→ **DESCRIPTION OF THE TASK**
Read through the data and report every line in which the word "below" occurs.

→ **INPUT DATA**
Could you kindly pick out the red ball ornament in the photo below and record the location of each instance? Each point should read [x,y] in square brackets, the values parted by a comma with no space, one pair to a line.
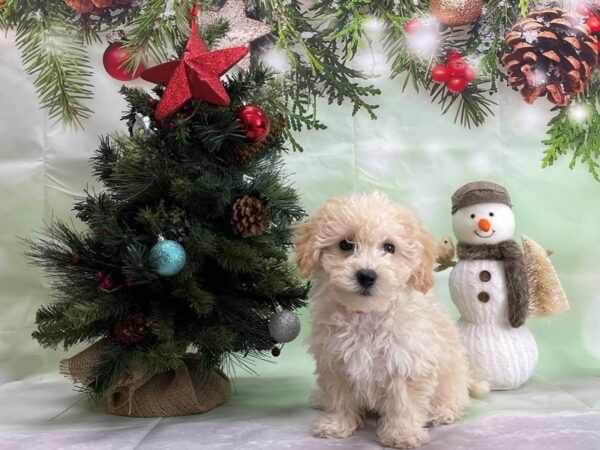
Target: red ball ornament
[594,23]
[456,67]
[255,122]
[456,84]
[114,56]
[439,74]
[469,74]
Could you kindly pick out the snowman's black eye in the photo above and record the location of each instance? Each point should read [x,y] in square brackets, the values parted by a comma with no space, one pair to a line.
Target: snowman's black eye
[346,246]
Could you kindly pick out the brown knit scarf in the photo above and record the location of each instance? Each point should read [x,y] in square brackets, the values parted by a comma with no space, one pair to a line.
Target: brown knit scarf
[514,268]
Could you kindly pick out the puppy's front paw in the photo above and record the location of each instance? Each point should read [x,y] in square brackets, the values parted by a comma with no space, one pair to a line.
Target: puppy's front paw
[404,439]
[444,415]
[335,427]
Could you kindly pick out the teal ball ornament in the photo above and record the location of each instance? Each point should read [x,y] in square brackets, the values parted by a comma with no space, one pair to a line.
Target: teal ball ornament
[168,257]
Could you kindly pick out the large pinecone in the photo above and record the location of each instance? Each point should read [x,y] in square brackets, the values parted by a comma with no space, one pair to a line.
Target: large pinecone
[88,6]
[551,53]
[132,329]
[249,217]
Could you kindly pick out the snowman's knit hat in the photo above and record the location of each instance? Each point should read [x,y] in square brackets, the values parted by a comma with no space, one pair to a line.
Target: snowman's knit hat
[479,192]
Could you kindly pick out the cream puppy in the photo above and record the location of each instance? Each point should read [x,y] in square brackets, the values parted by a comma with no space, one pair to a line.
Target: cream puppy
[381,342]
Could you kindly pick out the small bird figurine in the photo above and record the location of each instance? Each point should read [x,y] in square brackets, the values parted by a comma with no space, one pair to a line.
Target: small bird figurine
[445,254]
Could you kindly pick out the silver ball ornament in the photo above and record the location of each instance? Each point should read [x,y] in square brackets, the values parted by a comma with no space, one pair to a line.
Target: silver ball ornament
[284,326]
[168,257]
[142,126]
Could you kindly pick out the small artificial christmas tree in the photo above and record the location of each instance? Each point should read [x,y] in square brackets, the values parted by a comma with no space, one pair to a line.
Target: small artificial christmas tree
[186,249]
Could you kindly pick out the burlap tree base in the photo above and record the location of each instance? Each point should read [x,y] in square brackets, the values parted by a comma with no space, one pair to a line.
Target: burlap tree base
[189,389]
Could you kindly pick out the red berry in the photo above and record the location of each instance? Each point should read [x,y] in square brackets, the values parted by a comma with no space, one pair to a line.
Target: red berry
[594,23]
[456,84]
[469,74]
[456,67]
[439,74]
[412,26]
[583,10]
[99,276]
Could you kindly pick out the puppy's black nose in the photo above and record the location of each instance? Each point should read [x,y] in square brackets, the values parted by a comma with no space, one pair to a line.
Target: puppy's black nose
[366,277]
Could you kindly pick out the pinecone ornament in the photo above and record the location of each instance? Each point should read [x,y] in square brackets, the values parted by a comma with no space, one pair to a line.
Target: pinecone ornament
[247,151]
[88,6]
[249,217]
[552,53]
[132,329]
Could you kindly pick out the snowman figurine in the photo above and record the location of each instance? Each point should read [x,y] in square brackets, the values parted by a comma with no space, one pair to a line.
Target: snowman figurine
[489,286]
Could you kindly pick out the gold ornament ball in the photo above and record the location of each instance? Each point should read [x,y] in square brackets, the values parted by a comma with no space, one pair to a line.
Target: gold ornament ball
[456,12]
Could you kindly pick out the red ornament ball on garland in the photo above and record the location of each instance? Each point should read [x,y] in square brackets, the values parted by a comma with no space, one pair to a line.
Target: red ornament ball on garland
[255,122]
[469,74]
[114,56]
[452,55]
[594,23]
[439,74]
[456,67]
[456,84]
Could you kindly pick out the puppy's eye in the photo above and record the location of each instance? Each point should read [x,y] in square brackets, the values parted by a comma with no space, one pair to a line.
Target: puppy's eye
[346,246]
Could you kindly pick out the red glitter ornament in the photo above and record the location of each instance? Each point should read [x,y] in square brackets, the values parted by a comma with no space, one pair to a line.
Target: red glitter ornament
[196,75]
[439,74]
[255,122]
[114,58]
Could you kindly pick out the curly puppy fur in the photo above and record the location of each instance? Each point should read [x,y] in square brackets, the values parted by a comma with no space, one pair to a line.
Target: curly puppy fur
[387,348]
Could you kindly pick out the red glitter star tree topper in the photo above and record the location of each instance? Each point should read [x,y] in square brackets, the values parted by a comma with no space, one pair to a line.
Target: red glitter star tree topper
[196,75]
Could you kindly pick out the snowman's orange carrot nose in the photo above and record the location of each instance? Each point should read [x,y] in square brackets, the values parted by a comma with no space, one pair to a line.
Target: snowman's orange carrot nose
[484,225]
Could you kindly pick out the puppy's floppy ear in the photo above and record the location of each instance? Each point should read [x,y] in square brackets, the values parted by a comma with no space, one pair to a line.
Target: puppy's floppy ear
[307,253]
[422,278]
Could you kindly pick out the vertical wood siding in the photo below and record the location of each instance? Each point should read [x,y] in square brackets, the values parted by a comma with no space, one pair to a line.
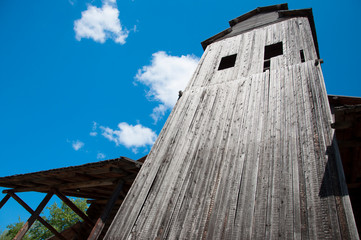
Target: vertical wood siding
[245,154]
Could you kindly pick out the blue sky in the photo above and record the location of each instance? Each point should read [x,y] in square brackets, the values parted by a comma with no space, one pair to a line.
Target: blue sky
[83,81]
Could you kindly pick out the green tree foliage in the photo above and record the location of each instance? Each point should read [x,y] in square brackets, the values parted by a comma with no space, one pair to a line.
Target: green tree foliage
[12,230]
[60,217]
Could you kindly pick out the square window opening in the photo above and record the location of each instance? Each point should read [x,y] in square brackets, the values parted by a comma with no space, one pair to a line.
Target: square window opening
[227,62]
[271,51]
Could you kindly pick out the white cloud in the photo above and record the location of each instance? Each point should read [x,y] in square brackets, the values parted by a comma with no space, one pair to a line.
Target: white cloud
[101,24]
[77,145]
[130,136]
[93,133]
[165,76]
[100,156]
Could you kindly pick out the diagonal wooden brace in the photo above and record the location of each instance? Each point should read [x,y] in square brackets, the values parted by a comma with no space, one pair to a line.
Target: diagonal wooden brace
[4,200]
[35,215]
[73,207]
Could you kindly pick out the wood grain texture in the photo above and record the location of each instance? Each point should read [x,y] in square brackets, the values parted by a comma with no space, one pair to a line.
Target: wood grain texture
[245,154]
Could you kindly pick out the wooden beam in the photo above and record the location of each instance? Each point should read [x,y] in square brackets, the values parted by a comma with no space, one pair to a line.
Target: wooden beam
[40,219]
[4,200]
[33,217]
[73,207]
[84,184]
[341,125]
[103,201]
[99,225]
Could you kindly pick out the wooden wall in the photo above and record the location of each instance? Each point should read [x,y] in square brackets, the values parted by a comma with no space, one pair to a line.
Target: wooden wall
[245,154]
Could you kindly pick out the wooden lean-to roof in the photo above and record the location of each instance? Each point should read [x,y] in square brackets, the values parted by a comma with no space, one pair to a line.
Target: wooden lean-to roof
[92,180]
[263,16]
[105,185]
[347,124]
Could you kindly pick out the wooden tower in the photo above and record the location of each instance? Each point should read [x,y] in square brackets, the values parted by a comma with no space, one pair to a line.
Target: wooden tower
[248,151]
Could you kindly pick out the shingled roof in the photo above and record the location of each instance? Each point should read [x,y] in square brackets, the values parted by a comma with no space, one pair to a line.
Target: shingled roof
[263,16]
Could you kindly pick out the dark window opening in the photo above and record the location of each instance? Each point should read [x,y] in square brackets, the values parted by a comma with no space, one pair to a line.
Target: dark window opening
[227,62]
[271,51]
[302,56]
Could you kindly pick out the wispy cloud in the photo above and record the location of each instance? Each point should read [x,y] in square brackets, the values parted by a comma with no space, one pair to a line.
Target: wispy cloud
[100,156]
[101,24]
[93,133]
[77,145]
[165,76]
[130,136]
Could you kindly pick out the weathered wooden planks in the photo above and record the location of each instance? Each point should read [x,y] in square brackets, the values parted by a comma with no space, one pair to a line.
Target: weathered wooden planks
[245,154]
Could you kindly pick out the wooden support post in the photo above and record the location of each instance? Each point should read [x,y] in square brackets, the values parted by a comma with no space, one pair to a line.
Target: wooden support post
[99,225]
[33,217]
[73,207]
[4,200]
[40,219]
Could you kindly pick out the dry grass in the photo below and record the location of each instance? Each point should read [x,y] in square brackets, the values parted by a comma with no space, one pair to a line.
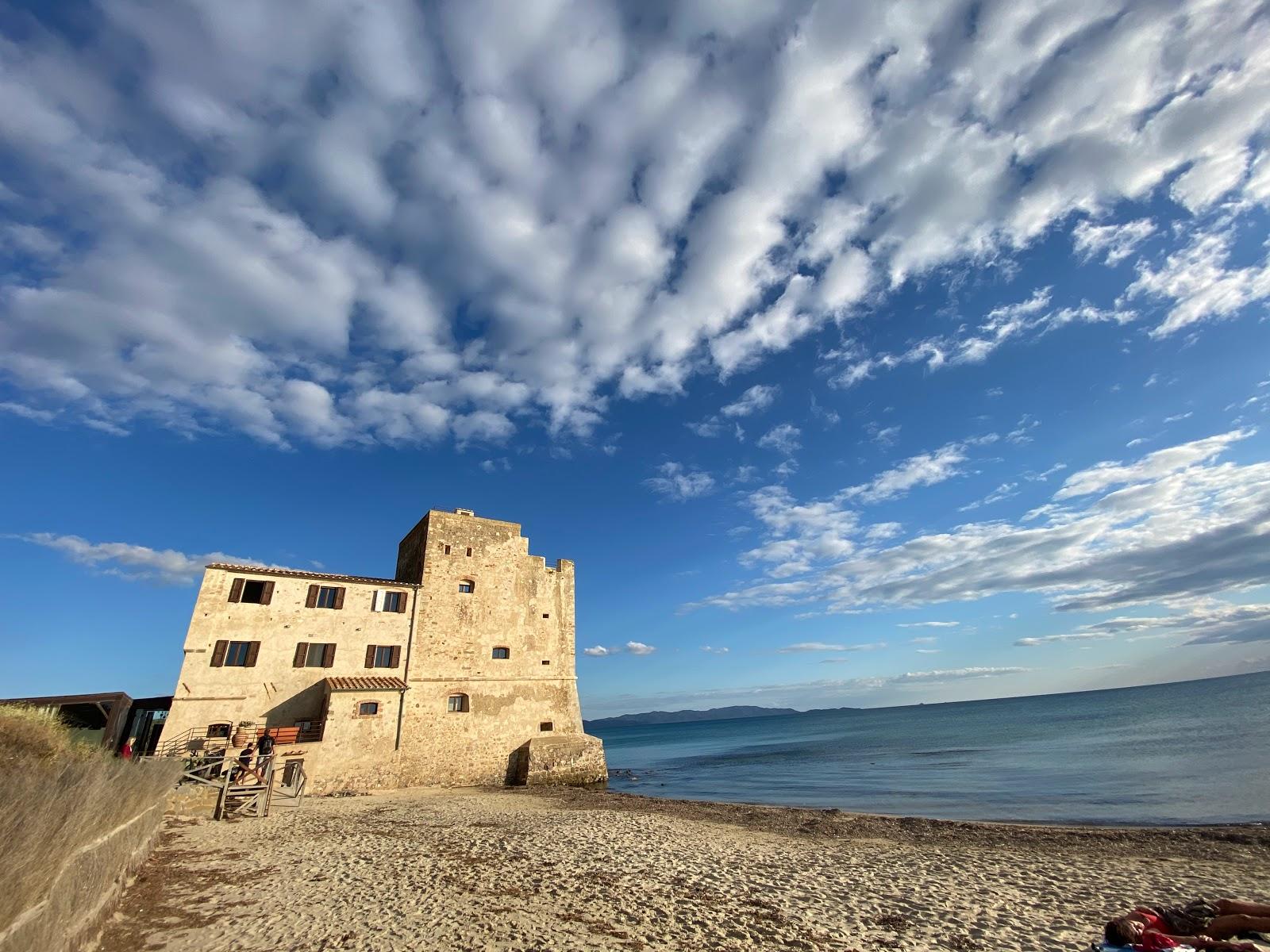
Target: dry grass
[56,797]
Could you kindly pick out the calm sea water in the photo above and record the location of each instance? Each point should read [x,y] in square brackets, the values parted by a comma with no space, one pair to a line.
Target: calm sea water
[1197,752]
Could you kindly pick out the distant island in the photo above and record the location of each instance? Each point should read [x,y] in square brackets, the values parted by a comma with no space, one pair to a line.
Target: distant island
[714,714]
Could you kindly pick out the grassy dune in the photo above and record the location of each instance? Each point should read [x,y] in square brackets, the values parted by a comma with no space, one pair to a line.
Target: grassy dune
[57,797]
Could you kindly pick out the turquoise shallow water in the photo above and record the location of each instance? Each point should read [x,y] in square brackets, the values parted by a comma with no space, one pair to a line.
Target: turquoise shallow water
[1195,752]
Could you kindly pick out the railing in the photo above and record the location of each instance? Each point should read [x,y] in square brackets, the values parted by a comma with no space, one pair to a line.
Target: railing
[197,740]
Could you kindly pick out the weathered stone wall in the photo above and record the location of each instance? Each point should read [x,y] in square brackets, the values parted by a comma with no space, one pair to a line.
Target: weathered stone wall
[518,603]
[446,638]
[569,761]
[273,691]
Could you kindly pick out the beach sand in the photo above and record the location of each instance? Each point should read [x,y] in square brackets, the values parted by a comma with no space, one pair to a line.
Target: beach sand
[587,869]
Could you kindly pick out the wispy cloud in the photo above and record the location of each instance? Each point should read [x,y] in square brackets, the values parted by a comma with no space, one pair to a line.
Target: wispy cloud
[131,562]
[679,482]
[757,397]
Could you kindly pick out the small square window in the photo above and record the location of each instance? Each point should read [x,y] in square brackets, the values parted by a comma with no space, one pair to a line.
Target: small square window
[253,592]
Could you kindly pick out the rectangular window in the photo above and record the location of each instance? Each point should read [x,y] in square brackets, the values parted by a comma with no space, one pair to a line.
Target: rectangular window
[235,654]
[253,592]
[325,597]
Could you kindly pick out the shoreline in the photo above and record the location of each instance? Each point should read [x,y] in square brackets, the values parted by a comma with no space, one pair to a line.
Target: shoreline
[844,824]
[525,869]
[1064,824]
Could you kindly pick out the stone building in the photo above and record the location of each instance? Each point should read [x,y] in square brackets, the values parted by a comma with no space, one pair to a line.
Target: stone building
[459,670]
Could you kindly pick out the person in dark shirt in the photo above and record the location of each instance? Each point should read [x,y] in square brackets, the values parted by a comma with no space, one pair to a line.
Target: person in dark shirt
[264,752]
[244,761]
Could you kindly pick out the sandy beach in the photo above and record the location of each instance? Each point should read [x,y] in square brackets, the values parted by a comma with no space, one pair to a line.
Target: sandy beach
[586,869]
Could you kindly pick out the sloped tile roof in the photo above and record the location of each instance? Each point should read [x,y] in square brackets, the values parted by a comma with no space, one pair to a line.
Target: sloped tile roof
[368,683]
[300,574]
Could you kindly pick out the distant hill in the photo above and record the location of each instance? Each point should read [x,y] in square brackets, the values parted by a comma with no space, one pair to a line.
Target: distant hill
[714,714]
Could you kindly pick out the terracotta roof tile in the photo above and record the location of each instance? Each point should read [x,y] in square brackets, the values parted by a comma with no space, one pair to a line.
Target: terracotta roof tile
[298,574]
[368,683]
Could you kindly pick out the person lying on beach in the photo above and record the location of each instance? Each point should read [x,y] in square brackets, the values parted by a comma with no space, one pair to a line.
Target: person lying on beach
[1198,923]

→ **TASK SOLUTION**
Could you kindly pick out the red ball ornament in the photo below and record the location of each instance? Each point should read [x,y] in square brackets, the values parted by a comma with no space, one pair to a line.
Could you kindly pick out the vertical wood siding in the photo below and record the location of each instance? Each point should read [x,y] in square brackets, the values parted by a comma with no space, one pair to a line.
Could you kindly pick out the dry grass in the photo below and record the location of each instance? Each point should read [x,y] in square brackets, the values parted by a comma with no space, one pair to a line.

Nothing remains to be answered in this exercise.